[[ Data listing open ]]

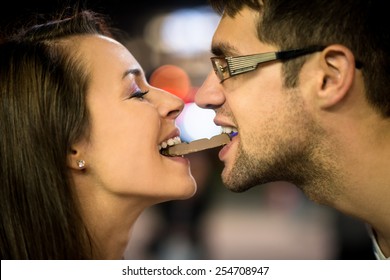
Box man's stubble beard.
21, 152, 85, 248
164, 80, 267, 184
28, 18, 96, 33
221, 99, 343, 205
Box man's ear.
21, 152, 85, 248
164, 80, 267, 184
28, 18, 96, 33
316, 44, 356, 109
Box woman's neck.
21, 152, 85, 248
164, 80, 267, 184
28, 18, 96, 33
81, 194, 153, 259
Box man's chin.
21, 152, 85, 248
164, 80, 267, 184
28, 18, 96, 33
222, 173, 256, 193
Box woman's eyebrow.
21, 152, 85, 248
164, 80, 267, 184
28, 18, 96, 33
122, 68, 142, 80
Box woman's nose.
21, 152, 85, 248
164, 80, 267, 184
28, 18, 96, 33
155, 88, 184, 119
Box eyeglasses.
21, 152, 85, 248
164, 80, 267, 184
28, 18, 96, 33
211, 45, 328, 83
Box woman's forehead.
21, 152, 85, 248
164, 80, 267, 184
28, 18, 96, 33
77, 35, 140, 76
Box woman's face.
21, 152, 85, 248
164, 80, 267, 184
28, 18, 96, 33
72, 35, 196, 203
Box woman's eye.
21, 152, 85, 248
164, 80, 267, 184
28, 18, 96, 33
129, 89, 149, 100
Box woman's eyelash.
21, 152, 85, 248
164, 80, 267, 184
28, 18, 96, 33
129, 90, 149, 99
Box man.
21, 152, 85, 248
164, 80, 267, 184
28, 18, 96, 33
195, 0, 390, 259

[[ Data listing closed ]]
[[ Data listing open ]]

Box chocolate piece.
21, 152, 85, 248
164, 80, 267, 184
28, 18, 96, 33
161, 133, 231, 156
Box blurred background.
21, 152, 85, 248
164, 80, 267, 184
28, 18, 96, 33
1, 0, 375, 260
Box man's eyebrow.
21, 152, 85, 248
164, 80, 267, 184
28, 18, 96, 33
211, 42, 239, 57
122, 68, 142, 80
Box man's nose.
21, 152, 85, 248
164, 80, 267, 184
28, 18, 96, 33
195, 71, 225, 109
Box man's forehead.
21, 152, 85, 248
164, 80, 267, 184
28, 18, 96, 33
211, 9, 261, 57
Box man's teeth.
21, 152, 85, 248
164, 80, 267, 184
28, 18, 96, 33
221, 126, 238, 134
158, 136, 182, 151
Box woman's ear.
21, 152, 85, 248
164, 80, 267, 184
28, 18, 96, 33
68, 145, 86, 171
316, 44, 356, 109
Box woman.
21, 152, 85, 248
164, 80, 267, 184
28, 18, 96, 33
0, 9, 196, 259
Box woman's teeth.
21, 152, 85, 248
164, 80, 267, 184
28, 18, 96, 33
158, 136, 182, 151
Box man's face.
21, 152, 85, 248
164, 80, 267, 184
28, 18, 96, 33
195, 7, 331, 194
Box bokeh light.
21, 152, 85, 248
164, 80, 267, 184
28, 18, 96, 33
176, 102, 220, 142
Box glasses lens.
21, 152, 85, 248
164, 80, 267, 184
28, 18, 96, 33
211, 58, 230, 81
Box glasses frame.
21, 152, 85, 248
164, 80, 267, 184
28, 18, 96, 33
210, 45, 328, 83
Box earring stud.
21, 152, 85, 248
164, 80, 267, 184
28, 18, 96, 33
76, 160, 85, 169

[[ Data listing closed ]]
[[ Data listing open ]]

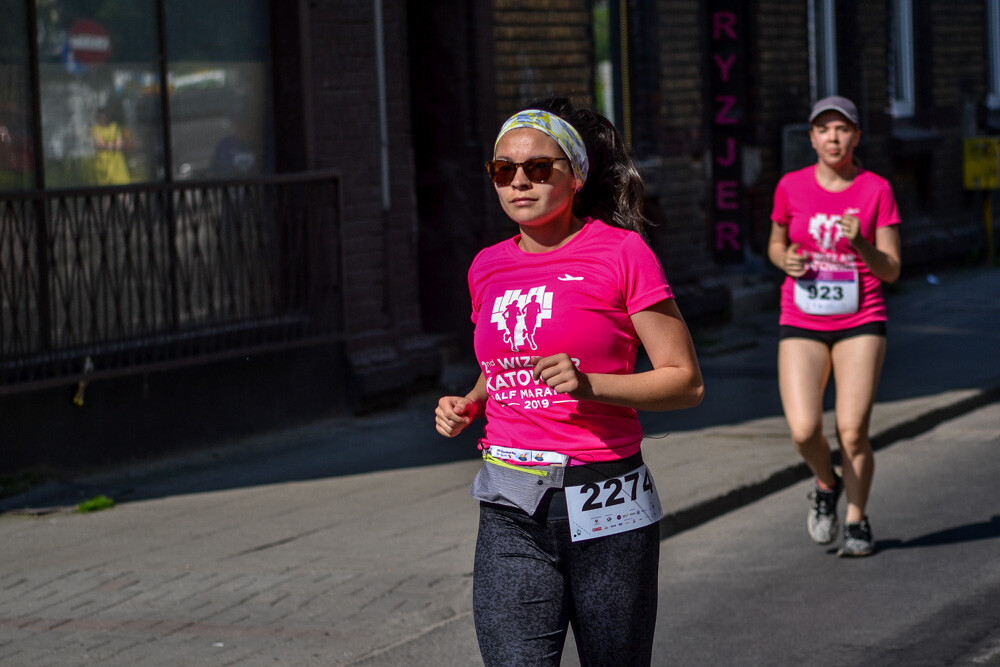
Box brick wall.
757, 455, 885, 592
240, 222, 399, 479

[[ Data listing closed ]]

**Problem statement**
Please return every line of the records that contains the word "woman".

**Written answer**
Box woman's neck.
Box woman's eyebrow.
Box woman's nose.
Box woman's forehead.
Box woman's face.
Box woman's eye.
Box woman's eyelash.
Box woman's ear.
Box woman.
Box woman's teeth.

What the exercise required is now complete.